TUJUAN LATIHAN ->
Salin tanpa perubahan bagian artikel tentang PT Huadi Nickel-Alloy di bawah, mulai dari "BANTAENG — PT." sampai "bagi masyarakat sekitar.".

HALAMAN ->
Catatan Kelam Warga untuk Huadi

  • Bagikan

BANTAENG — PT. Huadi Nickel-Alloy, perusahaan pemurnian nikel yang terletak di pesisir Sulawesi Selatan bagian selatan, tepatnya di Kecamatan Pa’jukukang, Kabupaten Bantaeng. Lokasi perusahaan itu disebut-sebut Kawasan Industri Bantaeng (KIBA), namun ternyata menyimpan catatan kelam bagi masyarakat sekitar.

Berdiri di lahan seluas 50 hektare dan baru saja, belum lama ini, telah diresmikan Gubernur Sulsel, Nurdin Abdullah.

Lagi dan lagi, NA, akronim Nurdin Abdullah– memberikan “suprise” bagi masyarakat Bantaeng, sejak dia menduduki kursi pimpinan tertinggi di daerah yang berjuluk Butta Toa itu. yah, dia pernah jadi Bupati dua periode.

Huadi Nickel-Alloy. Perusahaan smelter yang kokoh berdiri dan digembar-gemborkan menjadi proyek investasi besar bagi Bantaeng. Namun siapa sangka menyimpan duka bagi masyarakat setempat.

Petani Rumput Laut yang Merugi

Mata pencaharian daerah pesisir, satu diantaranya menjadi petani rumput laut. Berkat adanya pelabuhan pengangkut nikel PT Huadi Nickel-Alloy, lahan petani tersebut yang kebetulan tepat berada di jalur kapal tidak lagi bisa difungsikan. Parahnya, tidak ada ganti rugi yang diberikan.

Mungkin saja ada niatan ganti rugi dari salah satu perusahaan besar di Bantaeng ini, tetapi entah kapan?. Pasalnya kurang atau lebih, sejak dua tahun lalu, petani rumput laut yang sempat ditemui, dia bernama Raodding membeberkan kalau tambaknya tidak lagi menghasilkan dan kerugian ditaksir hingga puluhan juta rupiah.

“Panjang pematang 150 meter dan panjang bentangan 27 meter. Bayangkan mi berapa banyak kerugianku sejak dua tahun lalu tidak kasi turun bibit rumput laut karena ditabrak terus kapal Huadi,” beber Rodding saat dijumpai belum lama juga.

Rodding berkisah, sejak kali pertama proyek pelabuhan pengangkut smelter itu dikerjakan, ia mulai merasa risih menduga ia bakal gagal panen lantaran ombak air laut yang kurang maksimal, termasuk angin laut juga tidak begitu menunjang untuk bibit rumput lautnya, hingga menduga kalau kapal akan merusak jalur pembibitannya. Dugaan itu betul terjadi, nyatanya kini petani rumput laut tersebut tak bisa lagi menabur benih di dekat pelabuhan.

[Baris dari set data penunjukan]
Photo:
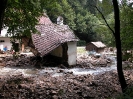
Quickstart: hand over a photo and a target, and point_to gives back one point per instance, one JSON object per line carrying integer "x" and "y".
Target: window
{"x": 2, "y": 41}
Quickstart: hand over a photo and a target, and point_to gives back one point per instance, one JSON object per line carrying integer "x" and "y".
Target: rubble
{"x": 101, "y": 86}
{"x": 67, "y": 86}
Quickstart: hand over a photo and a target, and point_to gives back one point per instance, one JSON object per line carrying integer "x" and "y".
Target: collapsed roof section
{"x": 51, "y": 36}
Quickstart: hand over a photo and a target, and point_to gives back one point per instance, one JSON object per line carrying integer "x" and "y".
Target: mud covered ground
{"x": 68, "y": 86}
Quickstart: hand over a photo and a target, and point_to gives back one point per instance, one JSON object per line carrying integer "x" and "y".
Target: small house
{"x": 55, "y": 39}
{"x": 95, "y": 46}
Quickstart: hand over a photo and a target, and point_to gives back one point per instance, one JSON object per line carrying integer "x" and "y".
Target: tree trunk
{"x": 118, "y": 46}
{"x": 3, "y": 4}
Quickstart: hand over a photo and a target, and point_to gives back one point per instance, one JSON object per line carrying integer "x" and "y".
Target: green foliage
{"x": 126, "y": 26}
{"x": 21, "y": 16}
{"x": 81, "y": 43}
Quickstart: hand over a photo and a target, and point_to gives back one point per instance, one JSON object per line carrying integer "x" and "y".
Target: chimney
{"x": 60, "y": 20}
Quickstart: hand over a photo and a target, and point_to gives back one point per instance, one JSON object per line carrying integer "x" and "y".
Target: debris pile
{"x": 62, "y": 87}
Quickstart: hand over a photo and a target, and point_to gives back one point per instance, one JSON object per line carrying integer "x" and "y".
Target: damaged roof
{"x": 99, "y": 44}
{"x": 51, "y": 36}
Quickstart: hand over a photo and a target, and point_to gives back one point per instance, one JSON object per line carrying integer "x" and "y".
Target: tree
{"x": 3, "y": 4}
{"x": 118, "y": 46}
{"x": 21, "y": 17}
{"x": 126, "y": 13}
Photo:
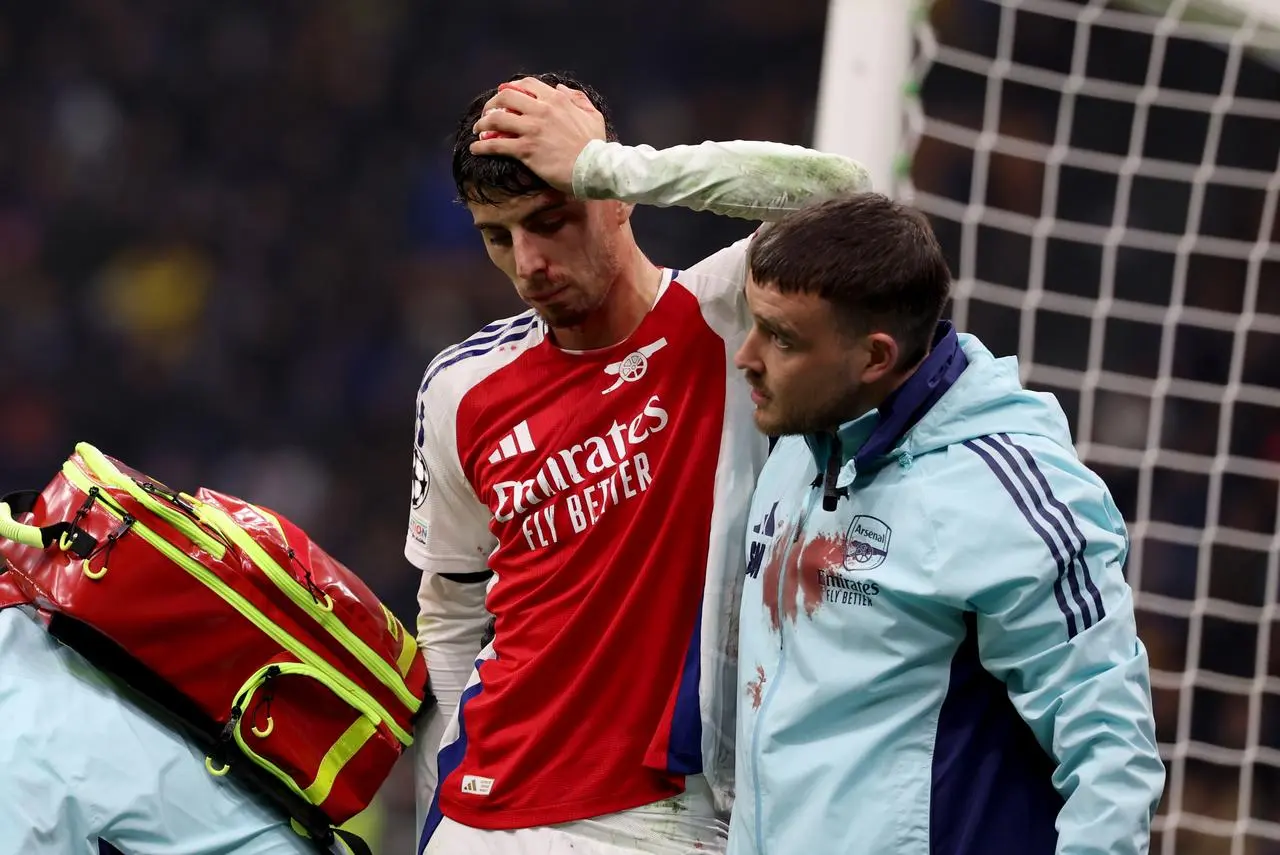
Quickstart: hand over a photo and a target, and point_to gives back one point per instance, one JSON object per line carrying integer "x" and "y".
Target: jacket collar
{"x": 872, "y": 435}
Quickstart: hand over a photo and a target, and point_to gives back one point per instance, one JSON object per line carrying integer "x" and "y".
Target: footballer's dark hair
{"x": 490, "y": 178}
{"x": 874, "y": 260}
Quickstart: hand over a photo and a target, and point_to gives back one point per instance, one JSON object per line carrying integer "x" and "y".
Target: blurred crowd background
{"x": 229, "y": 247}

JAWABAN TUGAS ->
BANTAENG — PT. Huadi Nickel-Alloy, perusahaan pemurnian nikel yang terletak di pesisir Sulawesi Selatan bagian selatan, tepatnya di Kecamatan Pa’jukukang, Kabupaten Bantaeng. Lokasi perusahaan itu disebut-sebut Kawasan Industri Bantaeng (KIBA), namun ternyata menyimpan catatan kelam bagi masyarakat sekitar.